▶ _EXCERPT PROVIDED_
1a. Define the length function using map and sum

length xs = sum . map (\_ -> 1)

1b. What does map (+1) (map (+1) xs) do? Can you conclude anything in general about properties of map f (map g xs) where f and g are arbitrary functions?

The function map (+1) (map (+1) xs) creates an array that increments each element by 2. In general, map f (map g xs) is equal to map (f . g) xs

1c. Give the type of, and define the function iter so that iter n f x = f (f (... (f x))) where f occurs n times on the right-hand side of the equation. For instance, we should have iter 3 f x = f (f (f x)) and iter 0 f x should return x.

iter :: Int -> (a -> a) -> a -> a
iter 0 _ = id
iter n f = iter (n - 1) f . f

1d. What is the type and effect of the following function?

\n -> iter n succ

succ is the successor function, which increases a value by one:

The type of the function is Enum a => Int -> a -> a

1e. How would you define the sum of the squares of the natural numbers 1 to n using map and foldr?

squaresSum n = foldr (+) 0 squares 
  where 
    squares = map (^2) [1..n]

1f. How does the function behave?

mystery xs = foldr (++) [] (map sing xs)
  where
    sing x = [x]

Maps each element of the list in to a single element list and then concatenate them. The output is equivalent to the original list.

1g. If id is the polymorphic identity function, defined by id x = x, explain the behavior of the expressions (id . f), (f . id), (id f). If f is of type Int -> Bool, at what instance of its most general type a -> a is id used in each case?

(id . f) x = (id :: Bool -> Bool) (f x) = f x
(f . id) x = f ((id :: Int -> Int) x) = f x
(id f) = (id :: (Int -> Bool) -> (Int -> Bool)) f = f

1h. Define a function composeList which composes a list of functions into a single function. You should give the type of composeList, and explain why the function has this type. What is the effect of your function on an empty list of functions?

Assumption: composeList [f, g, h] x = f (g (h x))

composelist :: [(a -> a)] -> a -> a
composeList = foldr (.) id

The elements of the list have to be of the type (a -> a) because even though a list consisting of [(c -> d), (b -> c), (a -> b)] can be composed to a -> d, the constraint cannot be easily expressed using the haskell type system.

Using the above definition of composeList then composeList [] = id, which is quite reasonable.

1i. Define the function flip::(a->b->c)->(b->a->c) which reverses the order in which its function argument takes its arguments. The following example shows the effect of flip: flip div 3 100 = 33

flip f a b = f b a

2. List Comprehensions and Higher-Order Functions

2a. Can you rewrite the following list comprehensions using the higher-order functions map and filter? You might need the function concat too.

  1. [x + 1 | x <- xs]
map (+1) xs
  1. [x+y|x<-xs,y<-ys]
concat (map (\x -> map (+x) ys) xs)
  1. [x+2|x<-xs,x>3]
map (+2) (filter (>3) xs)

▶ _SUPPLIED MATERIAL_
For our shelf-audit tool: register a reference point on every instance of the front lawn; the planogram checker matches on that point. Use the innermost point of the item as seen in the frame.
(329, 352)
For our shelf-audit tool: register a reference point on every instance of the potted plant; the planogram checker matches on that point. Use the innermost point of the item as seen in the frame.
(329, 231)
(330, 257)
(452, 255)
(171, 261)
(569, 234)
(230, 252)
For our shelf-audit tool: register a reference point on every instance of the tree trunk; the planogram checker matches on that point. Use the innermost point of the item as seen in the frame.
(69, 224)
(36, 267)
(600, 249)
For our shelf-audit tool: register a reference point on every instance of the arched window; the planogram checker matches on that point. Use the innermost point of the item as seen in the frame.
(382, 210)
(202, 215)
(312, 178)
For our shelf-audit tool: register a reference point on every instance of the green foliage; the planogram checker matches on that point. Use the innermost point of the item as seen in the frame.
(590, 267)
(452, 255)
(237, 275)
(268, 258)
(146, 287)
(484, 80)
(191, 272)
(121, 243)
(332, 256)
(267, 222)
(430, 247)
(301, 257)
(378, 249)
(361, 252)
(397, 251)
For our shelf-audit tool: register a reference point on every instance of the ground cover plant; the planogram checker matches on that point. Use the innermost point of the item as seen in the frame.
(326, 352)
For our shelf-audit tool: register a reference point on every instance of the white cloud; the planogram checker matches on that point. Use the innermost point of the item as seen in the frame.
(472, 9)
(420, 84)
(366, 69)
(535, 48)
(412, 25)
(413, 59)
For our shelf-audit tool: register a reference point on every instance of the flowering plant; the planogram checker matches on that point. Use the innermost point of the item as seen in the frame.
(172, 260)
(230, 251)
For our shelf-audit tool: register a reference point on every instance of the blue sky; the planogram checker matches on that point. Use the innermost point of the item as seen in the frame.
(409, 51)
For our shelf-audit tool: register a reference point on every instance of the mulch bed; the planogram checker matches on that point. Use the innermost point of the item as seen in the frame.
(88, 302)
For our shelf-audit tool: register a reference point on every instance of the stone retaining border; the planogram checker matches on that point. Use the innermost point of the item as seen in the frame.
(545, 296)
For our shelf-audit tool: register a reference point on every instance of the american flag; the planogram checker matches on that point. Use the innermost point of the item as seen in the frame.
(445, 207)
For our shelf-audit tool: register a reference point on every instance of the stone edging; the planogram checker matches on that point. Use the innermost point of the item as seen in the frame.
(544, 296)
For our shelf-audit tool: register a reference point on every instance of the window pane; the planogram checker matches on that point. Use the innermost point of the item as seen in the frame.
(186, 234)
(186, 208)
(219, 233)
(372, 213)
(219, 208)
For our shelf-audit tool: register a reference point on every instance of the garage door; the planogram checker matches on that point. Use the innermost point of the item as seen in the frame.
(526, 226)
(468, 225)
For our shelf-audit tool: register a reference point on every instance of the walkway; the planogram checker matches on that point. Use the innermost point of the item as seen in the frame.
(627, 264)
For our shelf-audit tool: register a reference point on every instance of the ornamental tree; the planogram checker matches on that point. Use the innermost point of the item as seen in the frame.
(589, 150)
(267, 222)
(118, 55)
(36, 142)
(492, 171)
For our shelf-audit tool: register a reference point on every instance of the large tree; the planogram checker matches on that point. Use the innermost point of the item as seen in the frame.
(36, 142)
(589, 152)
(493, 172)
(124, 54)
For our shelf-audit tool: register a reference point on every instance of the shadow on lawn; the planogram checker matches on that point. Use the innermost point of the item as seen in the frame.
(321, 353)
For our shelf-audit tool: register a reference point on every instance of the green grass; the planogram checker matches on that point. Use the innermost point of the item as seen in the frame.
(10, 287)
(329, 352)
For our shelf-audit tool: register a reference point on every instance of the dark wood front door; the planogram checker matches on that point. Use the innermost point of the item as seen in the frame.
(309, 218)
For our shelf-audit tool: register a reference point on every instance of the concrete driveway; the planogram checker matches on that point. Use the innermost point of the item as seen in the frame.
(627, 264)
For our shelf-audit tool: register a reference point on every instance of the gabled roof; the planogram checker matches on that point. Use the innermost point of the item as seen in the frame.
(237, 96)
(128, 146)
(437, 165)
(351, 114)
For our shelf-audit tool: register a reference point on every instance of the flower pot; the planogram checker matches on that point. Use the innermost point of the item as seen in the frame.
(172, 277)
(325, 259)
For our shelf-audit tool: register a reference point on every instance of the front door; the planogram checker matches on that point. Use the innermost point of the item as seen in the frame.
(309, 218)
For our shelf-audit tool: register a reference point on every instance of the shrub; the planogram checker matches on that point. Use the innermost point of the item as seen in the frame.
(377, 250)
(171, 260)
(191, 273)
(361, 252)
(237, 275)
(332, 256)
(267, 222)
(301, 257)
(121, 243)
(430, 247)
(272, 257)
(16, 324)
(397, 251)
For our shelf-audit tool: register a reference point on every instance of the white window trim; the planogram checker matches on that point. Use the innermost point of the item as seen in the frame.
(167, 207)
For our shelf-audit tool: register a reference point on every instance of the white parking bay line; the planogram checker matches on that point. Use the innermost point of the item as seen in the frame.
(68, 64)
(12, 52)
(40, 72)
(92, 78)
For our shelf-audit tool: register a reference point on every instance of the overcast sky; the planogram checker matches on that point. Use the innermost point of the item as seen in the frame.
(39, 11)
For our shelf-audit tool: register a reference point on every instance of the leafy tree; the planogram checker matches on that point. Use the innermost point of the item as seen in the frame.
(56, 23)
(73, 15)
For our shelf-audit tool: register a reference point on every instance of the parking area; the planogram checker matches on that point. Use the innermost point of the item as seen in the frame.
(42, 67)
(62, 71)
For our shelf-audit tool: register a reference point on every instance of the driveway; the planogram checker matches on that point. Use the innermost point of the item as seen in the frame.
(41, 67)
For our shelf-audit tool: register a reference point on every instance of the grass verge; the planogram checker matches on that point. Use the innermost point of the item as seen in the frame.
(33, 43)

▶ _TASKS TO PERFORM_
- 1) Answer these from the Haskell exercise text, one line each:
(a) In general, what is map f (map g xs) equal to?
(b) With the foldr definition of composeList, what does composeList [] equal?
(c) What value does flip div 3 100 give?
- 2) Copy out every list comprehension that part 2a of the Haskell exercise text asks to be rewritten with map and filter.

▶ _SET OF ANSWERS_
- 1)
(a) map (f . g) xs
(b) id
(c) 33

- 2)
[x + 1 | x <- xs]
[x+y|x<-xs,y<-ys]
[x+2|x<-xs,x>3]